OBJECTIVE:
Update the lines below so that "led floodlight" becomes "stadium light" wherever it appears, and leave everything else as it is.

RECORD LIST:
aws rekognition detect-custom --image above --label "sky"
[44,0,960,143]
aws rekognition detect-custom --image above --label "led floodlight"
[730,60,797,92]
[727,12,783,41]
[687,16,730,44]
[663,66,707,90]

OUTPUT OF THE EXERCISE:
aws rekognition detect-custom --image above --label "sky"
[44,0,960,143]
aws rekognition detect-custom --image above --label "stadium light"
[730,60,797,92]
[727,12,783,41]
[687,16,730,44]
[663,66,707,90]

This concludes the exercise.